Return each line of the material below that contains the word "climber".

··· Extracted entries

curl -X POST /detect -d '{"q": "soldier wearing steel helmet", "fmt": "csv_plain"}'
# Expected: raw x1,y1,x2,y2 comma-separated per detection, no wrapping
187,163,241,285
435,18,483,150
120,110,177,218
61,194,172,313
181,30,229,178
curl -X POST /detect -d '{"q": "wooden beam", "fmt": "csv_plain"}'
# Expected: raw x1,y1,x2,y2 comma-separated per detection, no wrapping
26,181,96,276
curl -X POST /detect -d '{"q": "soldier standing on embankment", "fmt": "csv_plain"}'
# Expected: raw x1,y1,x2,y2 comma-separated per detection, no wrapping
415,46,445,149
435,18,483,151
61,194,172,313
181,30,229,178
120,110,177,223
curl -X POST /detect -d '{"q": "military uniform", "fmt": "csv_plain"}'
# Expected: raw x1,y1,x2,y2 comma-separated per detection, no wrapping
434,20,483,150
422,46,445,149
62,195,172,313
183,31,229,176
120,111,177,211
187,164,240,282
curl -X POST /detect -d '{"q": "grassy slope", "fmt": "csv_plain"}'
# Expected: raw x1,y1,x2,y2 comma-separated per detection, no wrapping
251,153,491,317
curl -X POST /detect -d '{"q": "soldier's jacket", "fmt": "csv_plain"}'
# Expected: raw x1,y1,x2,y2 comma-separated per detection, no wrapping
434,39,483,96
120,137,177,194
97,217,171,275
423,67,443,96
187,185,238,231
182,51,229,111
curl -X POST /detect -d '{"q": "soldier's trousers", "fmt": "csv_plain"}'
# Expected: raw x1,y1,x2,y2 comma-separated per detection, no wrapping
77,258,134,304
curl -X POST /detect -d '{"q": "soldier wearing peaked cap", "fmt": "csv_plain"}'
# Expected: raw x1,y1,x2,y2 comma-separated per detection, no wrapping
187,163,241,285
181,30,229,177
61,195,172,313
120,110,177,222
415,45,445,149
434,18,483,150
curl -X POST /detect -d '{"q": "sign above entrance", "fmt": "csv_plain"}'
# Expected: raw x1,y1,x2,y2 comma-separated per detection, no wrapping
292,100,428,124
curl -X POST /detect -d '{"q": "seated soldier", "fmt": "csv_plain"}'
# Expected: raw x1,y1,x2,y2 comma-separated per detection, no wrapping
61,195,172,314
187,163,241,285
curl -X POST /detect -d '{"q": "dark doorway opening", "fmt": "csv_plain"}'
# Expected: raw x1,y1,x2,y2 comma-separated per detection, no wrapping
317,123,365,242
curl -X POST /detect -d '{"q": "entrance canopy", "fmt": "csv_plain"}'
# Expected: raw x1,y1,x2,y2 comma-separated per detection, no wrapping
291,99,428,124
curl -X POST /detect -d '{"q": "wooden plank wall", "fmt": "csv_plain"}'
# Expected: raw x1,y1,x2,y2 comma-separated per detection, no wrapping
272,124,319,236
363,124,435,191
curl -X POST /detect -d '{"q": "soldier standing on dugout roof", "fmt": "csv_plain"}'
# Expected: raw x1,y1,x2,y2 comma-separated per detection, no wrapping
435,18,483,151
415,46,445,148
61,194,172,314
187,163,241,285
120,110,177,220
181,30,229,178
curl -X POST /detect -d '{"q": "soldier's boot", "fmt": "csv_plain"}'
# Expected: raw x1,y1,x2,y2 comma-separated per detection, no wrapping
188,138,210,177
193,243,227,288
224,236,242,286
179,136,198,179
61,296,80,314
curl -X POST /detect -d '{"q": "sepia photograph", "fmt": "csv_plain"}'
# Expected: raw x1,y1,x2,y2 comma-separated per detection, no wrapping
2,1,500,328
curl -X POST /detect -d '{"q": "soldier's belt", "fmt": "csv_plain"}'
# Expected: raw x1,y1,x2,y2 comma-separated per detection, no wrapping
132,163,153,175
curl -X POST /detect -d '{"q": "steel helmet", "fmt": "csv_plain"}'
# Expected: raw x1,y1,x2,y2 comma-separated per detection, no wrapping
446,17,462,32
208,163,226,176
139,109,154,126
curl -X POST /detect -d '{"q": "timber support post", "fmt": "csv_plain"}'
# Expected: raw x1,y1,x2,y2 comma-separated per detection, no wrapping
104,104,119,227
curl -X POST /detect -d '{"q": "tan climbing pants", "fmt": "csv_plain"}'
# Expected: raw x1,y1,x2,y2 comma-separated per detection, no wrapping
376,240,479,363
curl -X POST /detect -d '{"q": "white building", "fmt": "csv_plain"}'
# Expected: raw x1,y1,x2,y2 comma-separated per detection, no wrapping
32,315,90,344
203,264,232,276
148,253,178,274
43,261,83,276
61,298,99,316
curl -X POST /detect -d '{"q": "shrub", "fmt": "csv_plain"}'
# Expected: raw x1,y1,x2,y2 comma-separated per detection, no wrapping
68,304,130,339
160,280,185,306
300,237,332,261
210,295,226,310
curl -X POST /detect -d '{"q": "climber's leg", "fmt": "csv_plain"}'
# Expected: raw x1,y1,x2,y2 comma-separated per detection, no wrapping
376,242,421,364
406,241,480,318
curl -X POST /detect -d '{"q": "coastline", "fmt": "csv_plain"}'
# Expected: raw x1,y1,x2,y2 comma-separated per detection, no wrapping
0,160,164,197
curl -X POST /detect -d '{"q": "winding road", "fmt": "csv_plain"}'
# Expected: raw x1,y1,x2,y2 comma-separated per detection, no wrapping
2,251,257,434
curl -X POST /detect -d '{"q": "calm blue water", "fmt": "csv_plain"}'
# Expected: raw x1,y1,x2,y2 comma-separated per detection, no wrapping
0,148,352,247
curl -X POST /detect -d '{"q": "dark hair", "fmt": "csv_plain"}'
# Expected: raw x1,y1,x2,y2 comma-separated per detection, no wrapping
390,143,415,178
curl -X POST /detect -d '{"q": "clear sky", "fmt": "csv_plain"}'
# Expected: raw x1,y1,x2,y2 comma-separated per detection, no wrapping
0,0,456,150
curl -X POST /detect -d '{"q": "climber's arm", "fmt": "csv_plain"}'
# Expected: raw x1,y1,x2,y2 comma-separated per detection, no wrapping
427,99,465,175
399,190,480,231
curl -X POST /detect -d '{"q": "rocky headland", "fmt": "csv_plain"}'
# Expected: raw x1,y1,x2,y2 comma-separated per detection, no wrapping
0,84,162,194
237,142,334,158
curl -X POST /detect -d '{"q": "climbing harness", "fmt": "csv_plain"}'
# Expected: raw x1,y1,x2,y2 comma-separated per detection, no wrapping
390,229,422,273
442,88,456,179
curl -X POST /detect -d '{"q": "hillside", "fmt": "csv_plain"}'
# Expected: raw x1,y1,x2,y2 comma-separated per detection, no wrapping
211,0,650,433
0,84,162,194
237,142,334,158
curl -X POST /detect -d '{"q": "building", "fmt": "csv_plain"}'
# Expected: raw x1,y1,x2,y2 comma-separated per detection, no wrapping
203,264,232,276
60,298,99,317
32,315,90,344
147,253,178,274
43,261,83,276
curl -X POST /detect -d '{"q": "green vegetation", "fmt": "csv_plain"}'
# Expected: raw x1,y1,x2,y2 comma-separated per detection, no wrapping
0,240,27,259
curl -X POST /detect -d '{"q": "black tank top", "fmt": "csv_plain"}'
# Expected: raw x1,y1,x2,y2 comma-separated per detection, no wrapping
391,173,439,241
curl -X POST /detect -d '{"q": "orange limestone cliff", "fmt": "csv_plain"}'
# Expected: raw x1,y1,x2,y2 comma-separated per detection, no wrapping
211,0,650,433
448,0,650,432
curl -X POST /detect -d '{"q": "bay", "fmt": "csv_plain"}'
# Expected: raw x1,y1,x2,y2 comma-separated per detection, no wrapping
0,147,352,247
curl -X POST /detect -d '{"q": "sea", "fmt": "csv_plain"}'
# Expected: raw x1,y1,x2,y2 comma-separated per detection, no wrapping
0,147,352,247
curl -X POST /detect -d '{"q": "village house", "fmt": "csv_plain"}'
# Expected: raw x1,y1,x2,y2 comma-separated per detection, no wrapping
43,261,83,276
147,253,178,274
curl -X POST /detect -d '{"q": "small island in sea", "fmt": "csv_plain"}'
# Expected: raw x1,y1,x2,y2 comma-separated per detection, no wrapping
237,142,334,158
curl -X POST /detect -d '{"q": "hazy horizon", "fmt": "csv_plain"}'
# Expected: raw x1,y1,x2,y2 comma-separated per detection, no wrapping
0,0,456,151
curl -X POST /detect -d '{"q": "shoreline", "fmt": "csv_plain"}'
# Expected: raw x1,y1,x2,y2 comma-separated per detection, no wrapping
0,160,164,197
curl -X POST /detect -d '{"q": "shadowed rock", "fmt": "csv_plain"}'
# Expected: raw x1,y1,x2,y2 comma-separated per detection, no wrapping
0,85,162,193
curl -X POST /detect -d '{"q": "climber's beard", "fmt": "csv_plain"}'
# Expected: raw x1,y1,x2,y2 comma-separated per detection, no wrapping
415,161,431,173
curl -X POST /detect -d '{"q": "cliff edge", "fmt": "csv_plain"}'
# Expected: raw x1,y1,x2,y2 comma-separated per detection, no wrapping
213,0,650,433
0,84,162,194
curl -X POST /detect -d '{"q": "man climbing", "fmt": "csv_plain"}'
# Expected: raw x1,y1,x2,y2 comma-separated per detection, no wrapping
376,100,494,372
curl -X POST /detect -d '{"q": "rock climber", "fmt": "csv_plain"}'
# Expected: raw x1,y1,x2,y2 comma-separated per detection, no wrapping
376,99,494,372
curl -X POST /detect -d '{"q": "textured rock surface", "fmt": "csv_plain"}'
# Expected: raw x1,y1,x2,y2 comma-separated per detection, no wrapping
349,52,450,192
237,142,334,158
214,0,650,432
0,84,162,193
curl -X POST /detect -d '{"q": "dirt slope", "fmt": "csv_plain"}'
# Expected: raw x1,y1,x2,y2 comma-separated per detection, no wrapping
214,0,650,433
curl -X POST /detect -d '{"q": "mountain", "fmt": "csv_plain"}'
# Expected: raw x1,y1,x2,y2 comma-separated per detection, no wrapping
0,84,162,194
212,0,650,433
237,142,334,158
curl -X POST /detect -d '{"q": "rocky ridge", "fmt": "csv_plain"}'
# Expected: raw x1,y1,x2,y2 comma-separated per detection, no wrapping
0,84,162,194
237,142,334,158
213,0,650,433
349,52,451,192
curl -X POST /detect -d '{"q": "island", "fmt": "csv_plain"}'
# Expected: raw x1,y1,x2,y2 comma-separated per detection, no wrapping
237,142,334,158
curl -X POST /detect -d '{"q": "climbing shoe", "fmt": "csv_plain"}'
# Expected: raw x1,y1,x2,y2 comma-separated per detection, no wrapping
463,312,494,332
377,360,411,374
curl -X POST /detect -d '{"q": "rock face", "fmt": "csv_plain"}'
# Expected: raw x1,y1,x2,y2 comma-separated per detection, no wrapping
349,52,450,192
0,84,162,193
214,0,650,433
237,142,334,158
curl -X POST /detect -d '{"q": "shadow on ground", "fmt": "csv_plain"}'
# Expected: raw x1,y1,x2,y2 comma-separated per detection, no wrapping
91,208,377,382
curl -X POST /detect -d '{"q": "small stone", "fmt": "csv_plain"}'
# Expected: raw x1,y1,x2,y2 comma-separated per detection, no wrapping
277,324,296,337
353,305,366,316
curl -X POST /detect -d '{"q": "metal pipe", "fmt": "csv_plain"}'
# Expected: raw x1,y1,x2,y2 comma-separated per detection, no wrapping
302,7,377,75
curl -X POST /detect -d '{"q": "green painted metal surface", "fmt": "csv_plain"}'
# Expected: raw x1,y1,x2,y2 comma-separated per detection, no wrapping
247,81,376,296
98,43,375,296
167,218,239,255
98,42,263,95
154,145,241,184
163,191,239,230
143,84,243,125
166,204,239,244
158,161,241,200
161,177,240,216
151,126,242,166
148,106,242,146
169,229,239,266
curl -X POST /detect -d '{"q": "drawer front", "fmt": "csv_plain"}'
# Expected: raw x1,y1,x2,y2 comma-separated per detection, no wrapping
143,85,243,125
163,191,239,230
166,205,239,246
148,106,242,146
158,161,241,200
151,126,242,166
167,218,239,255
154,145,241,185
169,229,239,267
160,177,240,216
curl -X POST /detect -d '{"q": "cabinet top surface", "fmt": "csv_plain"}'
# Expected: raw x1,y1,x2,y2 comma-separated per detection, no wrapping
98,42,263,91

······

§ **Complete response**:
curl -X POST /detect -d '{"q": "climber's leg", "fmt": "csv_plain"}'
curl -X POST /detect -d '{"q": "climber's arm", "fmt": "csv_plain"}'
curl -X POST /detect -d '{"q": "climber's beard", "fmt": "csv_plain"}'
curl -X POST /detect -d '{"q": "rock climber", "fmt": "csv_plain"}'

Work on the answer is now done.